Can you quote the records below in full, word for word?

▸ **GIVEN ENTRIES**:
------
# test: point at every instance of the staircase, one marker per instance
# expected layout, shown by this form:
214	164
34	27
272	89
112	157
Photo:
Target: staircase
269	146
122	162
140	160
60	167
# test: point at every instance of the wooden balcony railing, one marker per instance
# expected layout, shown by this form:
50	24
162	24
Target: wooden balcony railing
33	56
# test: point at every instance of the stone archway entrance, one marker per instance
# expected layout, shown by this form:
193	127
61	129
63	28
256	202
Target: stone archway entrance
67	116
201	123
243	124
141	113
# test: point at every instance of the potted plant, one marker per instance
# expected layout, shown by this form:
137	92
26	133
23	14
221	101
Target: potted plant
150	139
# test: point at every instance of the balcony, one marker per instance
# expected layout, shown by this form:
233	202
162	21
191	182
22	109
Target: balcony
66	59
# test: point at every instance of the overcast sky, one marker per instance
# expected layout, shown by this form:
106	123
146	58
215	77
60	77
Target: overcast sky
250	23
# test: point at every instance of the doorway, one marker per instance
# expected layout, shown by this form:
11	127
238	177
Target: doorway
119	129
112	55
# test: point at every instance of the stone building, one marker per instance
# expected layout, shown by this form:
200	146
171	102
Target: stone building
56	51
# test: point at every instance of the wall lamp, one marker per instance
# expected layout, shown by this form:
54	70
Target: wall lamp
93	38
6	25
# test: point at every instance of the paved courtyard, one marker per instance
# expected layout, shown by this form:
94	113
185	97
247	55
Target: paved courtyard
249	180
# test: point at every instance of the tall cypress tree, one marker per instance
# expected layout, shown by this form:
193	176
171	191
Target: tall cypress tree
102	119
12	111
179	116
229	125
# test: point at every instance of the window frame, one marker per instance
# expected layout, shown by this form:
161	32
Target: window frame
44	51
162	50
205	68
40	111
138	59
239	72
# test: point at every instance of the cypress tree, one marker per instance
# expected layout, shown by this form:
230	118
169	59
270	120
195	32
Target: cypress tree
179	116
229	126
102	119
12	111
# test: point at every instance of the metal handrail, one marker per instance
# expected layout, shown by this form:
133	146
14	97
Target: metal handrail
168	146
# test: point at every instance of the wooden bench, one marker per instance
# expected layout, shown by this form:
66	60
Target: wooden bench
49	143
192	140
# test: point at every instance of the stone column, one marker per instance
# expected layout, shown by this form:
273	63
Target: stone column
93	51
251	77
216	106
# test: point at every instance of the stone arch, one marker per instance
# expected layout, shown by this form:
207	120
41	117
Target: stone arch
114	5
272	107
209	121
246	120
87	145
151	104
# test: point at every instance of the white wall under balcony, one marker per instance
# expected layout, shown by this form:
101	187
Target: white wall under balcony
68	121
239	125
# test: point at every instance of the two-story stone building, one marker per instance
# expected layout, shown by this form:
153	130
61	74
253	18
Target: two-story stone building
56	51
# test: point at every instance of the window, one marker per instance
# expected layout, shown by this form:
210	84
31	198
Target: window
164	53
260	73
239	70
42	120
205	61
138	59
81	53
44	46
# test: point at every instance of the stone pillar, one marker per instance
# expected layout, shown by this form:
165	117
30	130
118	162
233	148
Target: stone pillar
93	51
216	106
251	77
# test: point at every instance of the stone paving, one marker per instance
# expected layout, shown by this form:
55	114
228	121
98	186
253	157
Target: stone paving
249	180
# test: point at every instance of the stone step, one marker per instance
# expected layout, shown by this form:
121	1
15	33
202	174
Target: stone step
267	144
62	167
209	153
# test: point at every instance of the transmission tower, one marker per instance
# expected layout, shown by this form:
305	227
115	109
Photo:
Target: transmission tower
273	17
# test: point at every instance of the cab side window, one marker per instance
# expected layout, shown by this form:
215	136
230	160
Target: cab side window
------
▸ **EXERCISE RESPONSE**:
# test: point at every instance of the staircase, one marker per instance
# expected layout, shown by this form:
214	164
34	27
272	89
112	157
Photo:
Target: staircase
269	146
122	162
140	160
60	167
# test: point at every instance of the wooden balcony railing, one marker per instance
# expected layout, shown by this form:
50	24
162	24
Target: wooden balcony railing
33	56
# test: point at every instance of the stone archway entrance, one marker per instance
# expected layout, shown by this form:
193	127
61	129
63	28
256	202
Target: stone archway entrance
67	116
201	123
243	124
141	113
# test: point at every instance of the potted plant, one marker per instance
# expected layout, shown by this form:
137	92
26	133
23	14
221	101
Target: potted plant
150	139
# test: point at every instance of the balcony, one marker per instance
# expected layout, shown by this form:
233	202
162	21
191	182
22	109
Target: balcony
66	59
# test: point at every instance of the overcast sky, one marker per instance
# expected layout, shown by this form:
106	123
146	58
215	77
60	77
Target: overcast sky
250	23
# test: point at every instance of the doorway, one marker per instance
# expected layout, shown by this form:
11	127
238	177
Target: doorway
119	129
112	55
# test: point at every instance of the stone building, one marker per instance
# expected layout, shown by this form:
200	146
171	102
Target: stone building
56	51
# test: point at every instance of the wall lamp, one marker per instance
# expected layout, shown by this form:
54	70
Target: wall lamp
93	38
6	25
# test: point at every instance of the paved courtyard, one marker per instance
# expected layout, shown by this form:
94	113
185	97
247	55
Target: paved courtyard
249	180
# test: point at every instance of the tall cypress tree, one marker per instance
# expected layout, shown by this form:
193	176
171	191
Target: tall cypress tree
102	119
12	111
179	116
229	125
# test: point at every instance of the window frame, one marker per instance
# expected layout, shown by this form:
161	32
Target: window frame
44	51
162	50
205	68
40	111
138	59
239	72
# test: point at every instance of the cypress tree, one marker per instance
# expected layout, shown by this form:
230	118
169	59
270	120
195	32
Target: cypress tree
179	116
229	126
102	119
12	111
# test: point at every instance of the metal handrail, one marker per instance
# expected layout, shown by this form:
133	146
14	97
Target: metal handrail
168	146
# test: point at every instance of the wooden bench, one marker per instance
# expected layout, shown by this form:
66	60
Target: wooden bench
49	143
192	140
# test: point at every instance of the stone column, one marker per instance
# expected layout, shown by this form:
273	63
Target: stone column
93	51
251	77
216	106
# test: point at every instance of the stone arch, one marker per instance
# expected layout, shown by this form:
207	120
41	117
Target: stone arch
114	5
272	107
209	121
246	120
87	145
151	104
# test: point at every instance of the white wall under balcony, one marker per instance
# expected layout, shown by this form:
101	187
Target: white wall under balcony
68	121
239	125
# test: point at every instance of the two-story stone building, one marker per instance
# expected layout, shown by this form:
153	130
61	74
253	18
Target: two-story stone building
56	51
# test: point at every instance of the window, one marker per instance
# expected layout, shown by this form:
210	84
31	198
Target: window
164	53
260	73
239	70
42	120
205	61
138	59
81	53
44	46
# test: point at every instance of the stone pillar, one marker per instance
# expected layout, shown by this form:
165	117
30	130
118	162
233	148
Target: stone pillar
93	51
216	106
251	77
# test: point at every instance of the stone paving, one marker per instance
# expected layout, shown by this form:
55	114
228	121
98	186
253	157
Target: stone paving
249	180
# test: point at every instance of the stone step, one marker per instance
# expected layout, shown by this form:
121	1
15	33
202	174
Target: stone step
267	144
62	167
209	153
# test: point at every instance of the transmission tower, one marker per instance
# expected layout, shown by this form:
305	227
115	109
Photo:
Target: transmission tower
273	17
# test: point at every instance of the cab side window, one marker per instance
# expected layout, shown by this form:
215	136
230	160
Target: cab side window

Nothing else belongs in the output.